Anarchy in the streets threatens to throw a wet blanket on risk recovery as investor optimism over economic reopening in the US could wane. If American consumers were reluctant to come out of their Covid-19 lockdown cocoon fearing a secondary spreader, it's unlikely they’ll feel any safer with military Humvees rolling down Pennsylvania Avenue. The economic recovery has been dependent on reducing fear. If fear is generated by anarchy in the streets, that will harm the recovery.
For today, the focus will shift to President Trump mobilizing "heavily armed" military to stop protests. Putting boots on the ground to quell civil unrest never ends well.
Dips remain in demand as evidenced by the gold market’s rapid pivot off $1,700 last week, suggesting traders are looking to build a position as underlying sentiment remains bullish. But as we approach year highs, lingering concerns about gold positioning and reluctance to chase the market higher amid reopening, jubilance continues to hold the rally in check. But the macro conditions support gold as a primary diversifier, and with interest rates near zero it’s a relatively inexpensive hedge with volatility dropping.
The US dollar underlying moves have been less impactful on gold returns of late, but that could change quickly as anarchy in US streets threatens, from a psychological perspective if nothing else, the US dollar’s safe-haven appeal.
Topical discussion over negative interest rates in the US continues to pique gold investors' interest. Still, with rates near zero I’m not sure how much influence this will have as global monetary policy remains highly supportive. Whereas I’m sure the primary catalyst for gold is the negative real yields.

───

WORK TASK:
Please set down the full market commentary on gold and US unrest word for word. The rows stand apart from the market commentary.

Region pointing rows
───

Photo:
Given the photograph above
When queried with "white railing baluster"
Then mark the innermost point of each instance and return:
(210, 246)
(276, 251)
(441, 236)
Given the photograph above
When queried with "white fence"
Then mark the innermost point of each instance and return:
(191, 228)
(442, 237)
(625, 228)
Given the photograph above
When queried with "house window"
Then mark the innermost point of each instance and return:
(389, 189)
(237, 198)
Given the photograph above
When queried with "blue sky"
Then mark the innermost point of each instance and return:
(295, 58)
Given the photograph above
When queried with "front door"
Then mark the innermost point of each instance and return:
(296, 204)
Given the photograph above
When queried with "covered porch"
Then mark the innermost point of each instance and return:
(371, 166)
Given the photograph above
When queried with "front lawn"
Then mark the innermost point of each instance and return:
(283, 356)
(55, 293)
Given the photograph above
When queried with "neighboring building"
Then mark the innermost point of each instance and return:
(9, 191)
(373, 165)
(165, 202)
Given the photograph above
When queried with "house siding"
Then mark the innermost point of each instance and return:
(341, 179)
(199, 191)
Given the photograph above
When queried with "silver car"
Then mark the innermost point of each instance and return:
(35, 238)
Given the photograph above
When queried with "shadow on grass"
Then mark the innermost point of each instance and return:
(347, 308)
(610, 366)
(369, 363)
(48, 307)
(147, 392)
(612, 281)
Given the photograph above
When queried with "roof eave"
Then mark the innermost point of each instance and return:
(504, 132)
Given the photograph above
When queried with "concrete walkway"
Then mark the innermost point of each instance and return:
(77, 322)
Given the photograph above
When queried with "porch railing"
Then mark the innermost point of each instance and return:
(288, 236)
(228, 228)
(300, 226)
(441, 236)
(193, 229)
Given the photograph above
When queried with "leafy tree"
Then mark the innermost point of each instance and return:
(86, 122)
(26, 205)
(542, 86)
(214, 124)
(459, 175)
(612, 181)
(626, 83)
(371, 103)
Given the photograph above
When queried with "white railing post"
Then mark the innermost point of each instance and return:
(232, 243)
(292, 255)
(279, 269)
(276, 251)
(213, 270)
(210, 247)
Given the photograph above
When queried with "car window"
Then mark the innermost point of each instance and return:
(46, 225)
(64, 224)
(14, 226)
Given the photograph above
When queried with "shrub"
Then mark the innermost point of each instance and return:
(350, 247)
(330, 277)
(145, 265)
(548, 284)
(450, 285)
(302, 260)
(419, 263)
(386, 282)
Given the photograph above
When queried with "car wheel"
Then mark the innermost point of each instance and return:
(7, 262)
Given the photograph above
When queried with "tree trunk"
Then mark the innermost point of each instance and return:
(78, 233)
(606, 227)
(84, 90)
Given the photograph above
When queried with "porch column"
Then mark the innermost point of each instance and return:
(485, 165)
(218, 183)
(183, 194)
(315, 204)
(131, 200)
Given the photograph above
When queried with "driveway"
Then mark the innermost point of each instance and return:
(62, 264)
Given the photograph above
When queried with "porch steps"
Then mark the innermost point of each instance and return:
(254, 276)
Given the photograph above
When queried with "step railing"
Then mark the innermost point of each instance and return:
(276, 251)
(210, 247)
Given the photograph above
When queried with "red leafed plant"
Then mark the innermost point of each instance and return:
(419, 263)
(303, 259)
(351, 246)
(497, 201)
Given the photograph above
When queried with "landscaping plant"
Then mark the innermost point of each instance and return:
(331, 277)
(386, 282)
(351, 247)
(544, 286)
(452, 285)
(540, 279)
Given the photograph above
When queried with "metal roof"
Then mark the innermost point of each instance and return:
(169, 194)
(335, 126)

───

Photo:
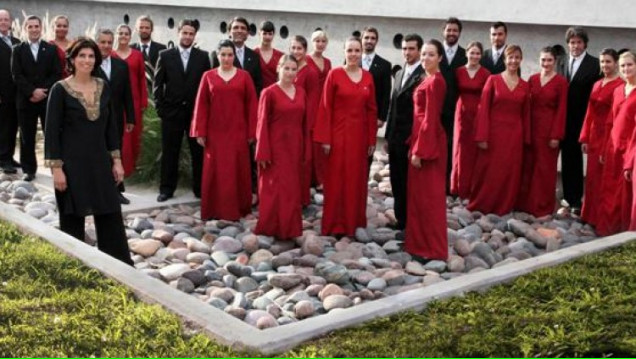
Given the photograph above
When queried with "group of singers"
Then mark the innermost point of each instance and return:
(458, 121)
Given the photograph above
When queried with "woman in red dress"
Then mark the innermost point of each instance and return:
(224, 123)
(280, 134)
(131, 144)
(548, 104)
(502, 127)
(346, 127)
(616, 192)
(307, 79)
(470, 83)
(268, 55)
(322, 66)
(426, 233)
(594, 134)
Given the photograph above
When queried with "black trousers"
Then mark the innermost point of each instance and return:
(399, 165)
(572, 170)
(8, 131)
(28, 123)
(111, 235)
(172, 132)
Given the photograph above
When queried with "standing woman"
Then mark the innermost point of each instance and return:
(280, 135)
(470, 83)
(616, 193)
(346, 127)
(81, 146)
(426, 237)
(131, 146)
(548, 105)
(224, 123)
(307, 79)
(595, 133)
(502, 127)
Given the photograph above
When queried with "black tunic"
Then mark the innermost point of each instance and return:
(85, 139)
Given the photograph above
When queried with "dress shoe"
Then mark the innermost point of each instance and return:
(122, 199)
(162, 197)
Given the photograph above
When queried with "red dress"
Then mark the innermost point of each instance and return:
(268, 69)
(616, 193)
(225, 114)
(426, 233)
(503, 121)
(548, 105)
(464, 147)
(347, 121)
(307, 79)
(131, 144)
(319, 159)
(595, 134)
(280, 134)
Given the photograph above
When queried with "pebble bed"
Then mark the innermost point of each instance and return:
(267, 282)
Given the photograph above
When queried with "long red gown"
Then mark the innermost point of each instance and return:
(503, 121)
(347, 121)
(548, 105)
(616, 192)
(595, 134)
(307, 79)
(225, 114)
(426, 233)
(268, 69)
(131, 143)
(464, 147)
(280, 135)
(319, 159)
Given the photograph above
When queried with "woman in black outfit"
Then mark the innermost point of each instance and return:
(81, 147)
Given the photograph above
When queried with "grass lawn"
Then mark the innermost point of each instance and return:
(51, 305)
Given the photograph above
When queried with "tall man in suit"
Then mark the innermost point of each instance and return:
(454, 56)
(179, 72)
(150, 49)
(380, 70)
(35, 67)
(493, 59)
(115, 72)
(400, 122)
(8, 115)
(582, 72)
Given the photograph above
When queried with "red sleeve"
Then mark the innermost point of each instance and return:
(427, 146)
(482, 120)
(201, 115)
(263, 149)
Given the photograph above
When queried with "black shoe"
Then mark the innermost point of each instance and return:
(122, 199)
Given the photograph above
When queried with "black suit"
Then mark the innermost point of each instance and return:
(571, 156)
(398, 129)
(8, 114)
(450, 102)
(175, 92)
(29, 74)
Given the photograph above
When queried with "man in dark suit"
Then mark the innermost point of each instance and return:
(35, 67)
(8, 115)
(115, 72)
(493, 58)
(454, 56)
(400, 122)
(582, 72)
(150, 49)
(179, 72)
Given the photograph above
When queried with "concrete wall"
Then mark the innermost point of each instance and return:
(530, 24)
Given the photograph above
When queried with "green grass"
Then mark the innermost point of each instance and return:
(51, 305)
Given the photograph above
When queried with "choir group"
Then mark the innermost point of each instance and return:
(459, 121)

───

SOLUTION TO THE EXERCISE:
Anarchy in the streets threatens to throw a wet blanket on risk recovery as investor optimism over economic reopening in the US could wane. If American consumers were reluctant to come out of their Covid-19 lockdown cocoon fearing a secondary spreader, it's unlikely they’ll feel any safer with military Humvees rolling down Pennsylvania Avenue. The economic recovery has been dependent on reducing fear. If fear is generated by anarchy in the streets, that will harm the recovery.
For today, the focus will shift to President Trump mobilizing "heavily armed" military to stop protests. Putting boots on the ground to quell civil unrest never ends well.
Dips remain in demand as evidenced by the gold market’s rapid pivot off $1,700 last week, suggesting traders are looking to build a position as underlying sentiment remains bullish. But as we approach year highs, lingering concerns about gold positioning and reluctance to chase the market higher amid reopening, jubilance continues to hold the rally in check. But the macro conditions support gold as a primary diversifier, and with interest rates near zero it’s a relatively inexpensive hedge with volatility dropping.
The US dollar underlying moves have been less impactful on gold returns of late, but that could change quickly as anarchy in US streets threatens, from a psychological perspective if nothing else, the US dollar’s safe-haven appeal.
Topical discussion over negative interest rates in the US continues to pique gold investors' interest. Still, with rates near zero I’m not sure how much influence this will have as global monetary policy remains highly supportive. Whereas I’m sure the primary catalyst for gold is the negative real yields.